== Supplied records ==

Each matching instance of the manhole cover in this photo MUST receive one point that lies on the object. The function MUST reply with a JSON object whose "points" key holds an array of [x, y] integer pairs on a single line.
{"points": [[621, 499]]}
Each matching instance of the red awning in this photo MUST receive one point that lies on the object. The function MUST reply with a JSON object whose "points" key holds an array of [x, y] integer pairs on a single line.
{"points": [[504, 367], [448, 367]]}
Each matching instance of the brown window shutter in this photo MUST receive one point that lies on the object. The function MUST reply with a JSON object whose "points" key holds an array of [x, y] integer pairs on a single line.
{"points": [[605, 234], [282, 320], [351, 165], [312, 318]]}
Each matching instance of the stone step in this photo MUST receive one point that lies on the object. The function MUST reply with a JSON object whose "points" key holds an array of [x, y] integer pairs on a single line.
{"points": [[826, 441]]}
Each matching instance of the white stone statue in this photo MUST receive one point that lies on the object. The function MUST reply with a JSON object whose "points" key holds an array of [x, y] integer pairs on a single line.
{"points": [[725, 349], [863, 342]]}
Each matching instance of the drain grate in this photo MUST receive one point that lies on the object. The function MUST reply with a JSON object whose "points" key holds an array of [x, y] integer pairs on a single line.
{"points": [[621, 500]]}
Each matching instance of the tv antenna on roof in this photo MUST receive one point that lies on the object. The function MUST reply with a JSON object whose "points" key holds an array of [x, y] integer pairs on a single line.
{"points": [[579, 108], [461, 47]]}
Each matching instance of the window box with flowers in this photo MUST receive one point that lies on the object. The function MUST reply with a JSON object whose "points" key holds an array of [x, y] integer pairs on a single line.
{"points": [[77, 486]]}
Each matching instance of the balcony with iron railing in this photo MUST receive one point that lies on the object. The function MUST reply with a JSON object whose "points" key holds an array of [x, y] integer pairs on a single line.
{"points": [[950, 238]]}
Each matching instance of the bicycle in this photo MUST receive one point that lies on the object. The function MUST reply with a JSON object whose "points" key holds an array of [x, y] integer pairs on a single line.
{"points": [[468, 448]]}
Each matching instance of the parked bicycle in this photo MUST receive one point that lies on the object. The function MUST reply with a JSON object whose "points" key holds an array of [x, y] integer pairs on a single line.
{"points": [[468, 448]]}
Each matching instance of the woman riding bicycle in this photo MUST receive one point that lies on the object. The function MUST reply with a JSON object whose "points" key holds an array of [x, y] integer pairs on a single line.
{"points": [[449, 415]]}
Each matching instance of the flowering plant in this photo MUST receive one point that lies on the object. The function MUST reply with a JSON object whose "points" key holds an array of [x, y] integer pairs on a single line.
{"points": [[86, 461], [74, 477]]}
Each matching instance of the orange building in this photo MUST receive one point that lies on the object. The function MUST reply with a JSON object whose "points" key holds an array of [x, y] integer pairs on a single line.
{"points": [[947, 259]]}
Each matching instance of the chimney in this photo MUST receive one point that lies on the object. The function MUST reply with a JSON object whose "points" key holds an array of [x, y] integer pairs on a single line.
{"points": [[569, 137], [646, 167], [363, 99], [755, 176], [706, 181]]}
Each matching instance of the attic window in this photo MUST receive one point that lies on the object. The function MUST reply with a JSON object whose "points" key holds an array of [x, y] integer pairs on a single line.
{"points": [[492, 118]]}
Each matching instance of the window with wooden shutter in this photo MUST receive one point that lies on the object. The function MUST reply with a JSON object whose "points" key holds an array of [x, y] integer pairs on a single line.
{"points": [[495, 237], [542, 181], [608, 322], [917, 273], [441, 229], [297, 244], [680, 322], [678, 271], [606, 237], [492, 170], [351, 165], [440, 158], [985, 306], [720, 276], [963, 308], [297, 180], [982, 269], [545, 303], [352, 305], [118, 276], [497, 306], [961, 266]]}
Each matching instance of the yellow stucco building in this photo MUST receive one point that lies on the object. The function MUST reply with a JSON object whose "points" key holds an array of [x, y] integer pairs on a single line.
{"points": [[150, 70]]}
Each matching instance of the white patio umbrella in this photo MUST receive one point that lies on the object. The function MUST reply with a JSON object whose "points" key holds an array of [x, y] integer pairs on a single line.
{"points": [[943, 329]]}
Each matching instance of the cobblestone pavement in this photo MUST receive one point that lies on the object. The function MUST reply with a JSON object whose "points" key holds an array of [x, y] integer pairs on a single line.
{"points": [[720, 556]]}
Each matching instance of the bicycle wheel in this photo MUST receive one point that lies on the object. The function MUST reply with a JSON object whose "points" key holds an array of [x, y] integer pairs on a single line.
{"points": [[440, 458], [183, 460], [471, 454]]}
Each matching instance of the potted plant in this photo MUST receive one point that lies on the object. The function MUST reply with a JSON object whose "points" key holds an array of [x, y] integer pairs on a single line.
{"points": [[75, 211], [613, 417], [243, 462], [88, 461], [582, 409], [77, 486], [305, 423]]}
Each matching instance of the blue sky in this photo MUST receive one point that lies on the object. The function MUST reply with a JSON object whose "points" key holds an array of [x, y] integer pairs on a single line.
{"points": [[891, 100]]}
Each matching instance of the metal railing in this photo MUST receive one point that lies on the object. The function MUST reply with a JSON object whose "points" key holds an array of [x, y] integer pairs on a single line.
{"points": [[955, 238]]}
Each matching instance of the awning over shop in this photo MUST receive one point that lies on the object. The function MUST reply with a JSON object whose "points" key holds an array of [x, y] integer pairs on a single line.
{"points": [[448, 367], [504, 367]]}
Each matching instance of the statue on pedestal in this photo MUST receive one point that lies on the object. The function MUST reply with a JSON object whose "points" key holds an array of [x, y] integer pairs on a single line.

===

## What the exercise asks
Extract all of the data above without altering anything.

## Solution to this problem
Each matching instance of the manhole cover in this photo MUST receive one point that lies on the object. The function MUST reply with a JSON object whose "points" key holds an array of [x, y] integer pairs on a single line.
{"points": [[621, 499]]}
Each matching instance of the red awning in this photo MUST receive one point that lies on the object. The function MUST reply with a JSON object whose "points" key holds an array of [x, y] integer pairs on a single line.
{"points": [[504, 367], [448, 367]]}
Each matching instance of the brown window shutter in this photo MUST receive one point that lies on the object. The function MUST reply with a JSON object whose "points" key holds an array of [x, y] integer pairs on a single line.
{"points": [[605, 234], [282, 320], [351, 165], [312, 318]]}
Each matching instance of the stone step in this photo MUST receive one point that lies on the object. The function MUST reply with a JSON object whose "points" key holds an array of [x, y] integer pairs on a single line.
{"points": [[826, 441]]}
Each matching instance of the white stone statue in this photo MUST receive one point that lies on the object. The function MUST reply with a JSON object whose "points" key holds an array of [x, y] integer pairs on a single line.
{"points": [[725, 349], [863, 342]]}
Each matching instance of the drain grate in this photo MUST receive one point that lies on the object. The function MUST reply with a JSON object whose "points" key holds an array of [x, y] integer pairs on a single line.
{"points": [[621, 500]]}
Each matching instance of the tv antenna on roof in this photo MUST receive one point that lies on the object. The function MUST reply with a JSON object whose "points" key holds an array of [x, y] integer pairs on a single line.
{"points": [[579, 108], [461, 47]]}
Each matching instance of the window box with flowers in this photo MUST receive one point that lies on the object. The function MUST reply with a JSON object whose "points" key holds an array of [x, y] integer pairs on a single line.
{"points": [[77, 486]]}
Each matching instance of the balcony with iron railing in this photo MUST receive one point that lies on the object. The function MUST reply with a JSON object whose "points" key holds an array of [x, y] integer pairs on a single line.
{"points": [[950, 238]]}
Each matching instance of the bicycle in this photo MUST receive one point that lies on the object. The function MUST reply with a JSON object whose "points" key holds an array of [x, y] integer pairs on a single line.
{"points": [[468, 448]]}
Each matching instance of the parked bicycle in this photo MUST receive one point that lies on the object. The function MUST reply with a JSON object whose "points" key holds an array of [x, y] integer pairs on a single line.
{"points": [[468, 448]]}
Each matching instance of the woman riding bicycle in this photo MUST receive one point that lies on the object. The function MUST reply with a JSON object whose "points" key holds an array of [x, y] integer pairs on a single line.
{"points": [[449, 415]]}
Each matching instance of the flowering plant in this photo MUST receive one point that lies on the object. The function MUST reply with a JSON object whose "points" key holds an array of [x, y] integer pairs on a single line.
{"points": [[86, 461], [74, 477]]}
Each matching instance of the orange building in this photo MUST receive one point that lies on the object. The function MUST reply with a JSON object whose "points" key holds an array of [x, y] integer pairs on a single line.
{"points": [[947, 259]]}
Each matching instance of the chimney in this photo MUST receive one point that lies on the object. The function MUST reply with a JSON object whose "points" key holds an array of [x, y] integer pairs on a single line.
{"points": [[569, 137], [646, 167], [363, 99], [755, 176], [706, 181]]}
Each matching instance of the attic window in this photo MUST receive one point that lies on the object. The function MUST reply with a JSON object whose "points" key holds an array of [x, y] integer pairs on a single line.
{"points": [[492, 118]]}
Each matching instance of the window with wooden shutter in this photo MUST receive one point that lies on the object. The function MUST reply with a JSON object whose "points" key holds an array of [x, y] integer pairs on a single line.
{"points": [[495, 237], [542, 181], [608, 322], [917, 273], [441, 229], [297, 244], [680, 322], [678, 271], [606, 237], [492, 170], [351, 165], [440, 158], [985, 306], [720, 276], [963, 308], [297, 180], [982, 269], [545, 303], [352, 305], [118, 276], [497, 306], [961, 266]]}
Each matching instance of the yellow stucco building in this photo MUST receive one point that lies on the object. The function MUST reply with a JSON object whose "points" key holds an array of [x, y] integer pairs on a single line.
{"points": [[150, 70]]}
Each matching instance of the white patio umbrella in this photo MUST receive one point that lies on the object. The function MUST reply with a JSON object whose "points" key holds an array of [x, y] integer pairs on a single line.
{"points": [[943, 329]]}
Each matching instance of the cobblestone pavement in this photo MUST receive one point that lies on the object. The function MUST reply with a JSON object whose "points" key holds an array of [x, y] integer pairs on a single line.
{"points": [[720, 556]]}
Each matching instance of the bicycle wheel in this photo MUST receive one point that lies on the object. The function MUST reply with a JSON object whose "points" key holds an array of [x, y] integer pairs on a single line.
{"points": [[440, 458], [183, 460], [471, 454]]}
Each matching instance of the potted plant in this photo MUST receive one point that lies on the object. The function MUST reply with a JSON object whose "points" key holds an array of [x, y] integer pairs on a single line.
{"points": [[75, 211], [613, 417], [243, 462], [88, 461], [582, 409], [77, 486], [305, 423]]}
Each matching instance of the blue sky in this photo MUST receive one point that lies on the object. The function MUST reply with a JSON object whose "points" key holds an array of [x, y] integer pairs on a single line.
{"points": [[891, 100]]}
Each matching instance of the metal railing in this photo MUST receive one point that lies on the object. The function MUST reply with a JSON object whose "points" key holds an array of [x, y] integer pairs on a single line.
{"points": [[955, 238]]}
Each matching instance of the awning over shop in this photo MUST receive one point that lies on the object. The function MUST reply with a JSON object whose "points" key holds an array of [x, y] integer pairs on a single line.
{"points": [[448, 367], [504, 367]]}
Each matching instance of the statue on pedestal in this photo MUST receive one point that lies on the object. The function MUST reply with a JSON object whose "points" key holds an array of [x, y] integer pairs on a single line.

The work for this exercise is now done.